▶ SOURCE TEXT:
* * * *

3.6.12

casseroles






Bill 78 is a Canadian piece of legislation created to curb public protests. So every night in at 8pm adults, children, men, women (and all inbetween) take to the streets with pots and pans to show that the right to protest cannot be taken away. They do this to demand the bill be stopped. And for many, to show support of the 100 day student strikes in Quebec that have been taking place over raised education fees. Strikes that have seen harsh policing, arrests and violence, and have resulted in the urgent passing of Bill 78 - described as a threat to freedom of expression.


The video above is beautiful. It's a beautiful thing to see people coming together, walking the streets of their city and raising their voice to be heard.


Yet, this issue is massive and could have huge implications for protest as we know it. It's a slow step-by-step process of chipping away at the autonomy of the citizens. Of repealing laws quietly, creating new laws in secrecy and shrouding each bill and piece of legislation in the cloak of 'protection' and 'public order' or 'national security'. We've seen this in the UK. When Boris decided that noone is allowed to protest in parliament square (apart from the legendary Brian Hawes). We see it in the treatment of students during protests with kettling tactics and violent treatment. We see it with the Fortnum and Mason 145, with the crime of a fabricated 'intended intimidation' and pre emptive arrests preceding the Royal wedding. 


I stand in solidarity with those in Quebec and around the world who stand up against this legitimised violence and authoritarianism. Through and through. 


For more info:
And for an anarchist perspective on the issue:


history is a weapon

Today is the Queens big Jubilee party day.


And I don't want to talk about it.


I don't want to see another Union Jack rammed into my direct or periphery vision. I don't want to play any more. The whole unadulterated spectacle of manipulating subjects into believing they are civilians, masking harsh austerity measures with another royal escapade, dressing the event up in nationalism and patriotism and passing it off as what the people want/ need /can't live without. A big pretense to unite Benedict Andersons 'imagined community'; bringing together the sovereign with the modern nation state. Binding the state, the queen and the subject-come citizen in some kind of politically motivated forced capitalist marriage.


However, I will talk about what Jubilee really means. See point 4. 


ju·bi·lee n.
1.
a. A specially celebrated anniversary, especially a 50th anniversary.
b. The celebration of such an anniversary.
2. A season or an occasion of joyful celebration.
3. Jubilation; rejoicing.
4. often Jubilee Bible In the Hebrew Scriptures, a year of rest to be observed by the Israelites every 50th year, during which slaves were to be set free, alienated property restored to the former owners, and the lands left untilled.

* * * *

▶ DATA EXTRACT:
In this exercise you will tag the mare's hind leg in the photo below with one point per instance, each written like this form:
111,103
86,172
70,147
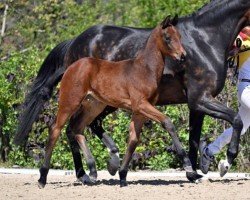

* * * *

▶ COMPLETE THE FOLLOWING:
- a) Reproduce the passage of the text on Bill 78 and the Jubilee starting at "I don't want to see" and ending at "of joyful celebration.", word for word.
- b) In the text on Bill 78 and the Jubilee, name every term in single quotation marks that each bill and piece of legislation is said to be shrouded in.
- c) Continue the text on Bill 78 and the Jubilee from the point where it stops.
The listing was taken from a different source than the text.

▶ RESPONSES:
- a)
I don't want to see another Union Jack rammed into my direct or periphery vision. I don't want to play any more. The whole unadulterated spectacle of manipulating subjects into believing they are civilians, masking harsh austerity measures with another royal escapade, dressing the event up in nationalism and patriotism and passing it off as what the people want/ need /can't live without. A big pretense to unite Benedict Andersons 'imagined community'; bringing together the sovereign with the modern nation state. Binding the state, the queen and the subject-come citizen in some kind of politically motivated forced capitalist marriage.


However, I will talk about what Jubilee really means. See point 4. 


ju·bi·lee n.
1.
a. A specially celebrated anniversary, especially a 50th anniversary.
b. The celebration of such an anniversary.
2. A season or an occasion of joyful celebration.

- b)
protection
public order
national security

- c)
5. often Jubilee Roman Catholic Church A year during which plenary indulgence may be obtained by the performance of certain pious acts.

So to celebrate I have been reading Howard Zinn's 'A Peoples History of the United States'. Sat here, with my eyes and ears firmly shut to the ringing imperialism of the royal family, I am reading horrific stories of massacre, of slavery, of racism. I am reading of the brutal and unrelenting acts of the 'pioneers' of the new world. Who, for Queen and country, transported Black African slaves from continent to continent, trading, abusing, branding, starving, suffocating and killing thousands upon thousands of human beings. 


"By 1800, 10 to 15 million blacks had been transported as slaves to the Americas, representing perhaps one-third of those originally seized in Africa. It is roughly estimated that Africa lost 50 million human beings to death and slavery in those centuries we call the beginnings of modern Western civilization, at the hands of slave traders and plantation owners in Western Europe and America, the countries deemed the most advanced in the world."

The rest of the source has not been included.